[Stated goal 1] In the records, copy the lines from the one containing "Detect paving stone." through the one containing "left=0, top=47, right=54, bottom=209", inclusive, without changing anything.

[Text shown]
Top left: IR spectral data for 3 (black) and 3-15N (red) along with a difference spectrum (blue). Top right: 15N NMR spectrum of 3-15N [with an external standard, AdC15N, referenced at 244 ppm vs NH3(l) referenced at 0.0 ppm49]. Bottom: Resonance Raman (405 nm excitation) data for 3 (black) and 3-15N (red) along with a difference spectrum (blue).
We also investigated the reactivity of 2 with a π acid, such as the isocyanide CNAd, to probe whether this reaction would yield a low-spin complex. Accordingly, treatment of 2 with CNAd resulted in clean formation of the adduct [(TptBu,Me)TiCl(CNAd)] (2-CNAd) in 66% yield as a dark-maroon crystalline material. The 1H NMR spectrum of 2-CNAd covers a ∼50 ppm chemical shift range (−8 to +40 ppm), similar to the range found for 2 (−2 to +46 ppm). Likewise, the magnetic moment extracted with Evans’ method (μeff = 2.72 μB, 28 °C, C6D6) attests to 2-CNAd still being high spin, consistent with the persistence of a TiII ion. Akin to 2-THF, an XRD study reaffirmed the connectivity in 2-CNAd, showing a rare example of a five-coordinate high-spin TiII complex (Figure 11). The linear Ti–C–N geometry [174.2(1)°] in 2-CNAd and the modest redshift of the C≡N stretching frequency versus free CNAd (2096 vs 2124 cm–1; Figure 11) reflect a moderate degree of π-back-bonding, in line with the high-spin nature of 2-CNAd. However, the isonitrile ligand is not entirely spectroscopically innocent because the UV–vis spectrum of 2-CNAd displays much more intense charge-transfer bands (λ < 450 nm and ε > 3000 M–1 cm–1; Figure S56) than complexes 2 and 2-THF.
Figure 11.

Left: Solid-state structure of 2-CNAd. Thermal ellipsoids are at 50% probability. Solvent and H atoms (except on B) are omitted. Right: IR spectral data of 2-CNAd (black) and free CNAd (gray).

Rows of box annotation data:

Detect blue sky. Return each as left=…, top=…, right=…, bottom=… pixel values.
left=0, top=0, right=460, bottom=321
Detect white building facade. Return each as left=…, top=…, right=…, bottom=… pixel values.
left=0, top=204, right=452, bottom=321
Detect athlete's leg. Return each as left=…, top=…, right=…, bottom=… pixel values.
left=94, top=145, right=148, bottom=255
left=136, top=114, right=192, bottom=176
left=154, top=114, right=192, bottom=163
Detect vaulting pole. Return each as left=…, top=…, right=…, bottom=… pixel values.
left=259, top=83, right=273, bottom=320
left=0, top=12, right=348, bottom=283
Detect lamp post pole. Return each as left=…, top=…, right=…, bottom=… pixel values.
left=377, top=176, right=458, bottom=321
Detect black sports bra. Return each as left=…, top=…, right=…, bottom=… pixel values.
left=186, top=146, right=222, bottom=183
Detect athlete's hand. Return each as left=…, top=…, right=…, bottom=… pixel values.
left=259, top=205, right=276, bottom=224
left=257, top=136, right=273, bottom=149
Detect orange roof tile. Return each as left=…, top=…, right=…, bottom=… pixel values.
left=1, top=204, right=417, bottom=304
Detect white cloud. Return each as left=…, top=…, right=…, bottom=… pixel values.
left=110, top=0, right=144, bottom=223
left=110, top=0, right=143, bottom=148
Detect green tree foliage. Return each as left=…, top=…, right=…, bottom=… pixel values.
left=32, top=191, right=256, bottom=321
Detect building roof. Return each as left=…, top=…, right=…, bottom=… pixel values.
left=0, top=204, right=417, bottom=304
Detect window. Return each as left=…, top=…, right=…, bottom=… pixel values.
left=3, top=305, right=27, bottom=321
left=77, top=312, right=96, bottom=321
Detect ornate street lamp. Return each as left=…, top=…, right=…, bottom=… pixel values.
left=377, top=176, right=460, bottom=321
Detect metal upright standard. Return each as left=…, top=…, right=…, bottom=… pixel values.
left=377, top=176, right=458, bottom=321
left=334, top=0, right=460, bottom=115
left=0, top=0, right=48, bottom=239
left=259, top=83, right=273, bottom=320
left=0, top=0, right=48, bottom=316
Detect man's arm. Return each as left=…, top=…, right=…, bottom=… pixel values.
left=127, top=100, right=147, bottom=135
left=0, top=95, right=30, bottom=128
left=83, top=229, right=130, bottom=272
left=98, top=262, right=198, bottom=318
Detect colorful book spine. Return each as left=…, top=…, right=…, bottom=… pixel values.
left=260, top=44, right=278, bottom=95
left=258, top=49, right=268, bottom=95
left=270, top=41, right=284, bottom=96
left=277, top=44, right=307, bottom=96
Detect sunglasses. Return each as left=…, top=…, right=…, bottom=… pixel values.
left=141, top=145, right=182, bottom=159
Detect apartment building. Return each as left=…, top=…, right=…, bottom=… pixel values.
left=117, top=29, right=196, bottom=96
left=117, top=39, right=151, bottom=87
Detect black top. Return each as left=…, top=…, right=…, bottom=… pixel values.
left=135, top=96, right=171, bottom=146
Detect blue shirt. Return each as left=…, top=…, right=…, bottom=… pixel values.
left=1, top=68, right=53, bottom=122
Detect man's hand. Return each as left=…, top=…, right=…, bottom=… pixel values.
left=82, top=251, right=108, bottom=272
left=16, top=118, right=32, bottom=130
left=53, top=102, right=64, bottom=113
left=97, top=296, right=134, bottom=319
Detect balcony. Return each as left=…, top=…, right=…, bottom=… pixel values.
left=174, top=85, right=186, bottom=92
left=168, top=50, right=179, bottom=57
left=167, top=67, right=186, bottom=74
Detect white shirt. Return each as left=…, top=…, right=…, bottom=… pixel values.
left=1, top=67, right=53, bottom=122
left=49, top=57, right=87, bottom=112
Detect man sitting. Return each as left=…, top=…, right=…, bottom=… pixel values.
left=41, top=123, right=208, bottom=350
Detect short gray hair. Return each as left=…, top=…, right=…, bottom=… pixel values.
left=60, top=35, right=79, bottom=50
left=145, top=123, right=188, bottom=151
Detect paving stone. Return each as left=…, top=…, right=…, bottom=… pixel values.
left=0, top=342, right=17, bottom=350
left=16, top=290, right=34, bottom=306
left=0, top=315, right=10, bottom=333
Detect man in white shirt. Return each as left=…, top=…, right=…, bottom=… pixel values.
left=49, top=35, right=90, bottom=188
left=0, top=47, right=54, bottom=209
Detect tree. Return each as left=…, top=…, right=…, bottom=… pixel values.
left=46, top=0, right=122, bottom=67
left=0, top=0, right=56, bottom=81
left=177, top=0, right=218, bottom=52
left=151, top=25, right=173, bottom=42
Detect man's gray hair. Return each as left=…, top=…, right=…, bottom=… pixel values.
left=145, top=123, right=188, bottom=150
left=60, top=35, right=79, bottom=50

[Stated goal 2] In the titanium complex text, in what yield was 2-CNAd obtained?

[Correct result 1]
Detect paving stone. Return each as left=…, top=…, right=…, bottom=… pixel values.
left=0, top=342, right=17, bottom=350
left=16, top=290, right=34, bottom=306
left=0, top=315, right=10, bottom=333
Detect man in white shirt. Return each as left=…, top=…, right=…, bottom=… pixel values.
left=49, top=35, right=90, bottom=188
left=0, top=47, right=54, bottom=209

[Correct result 2] 66%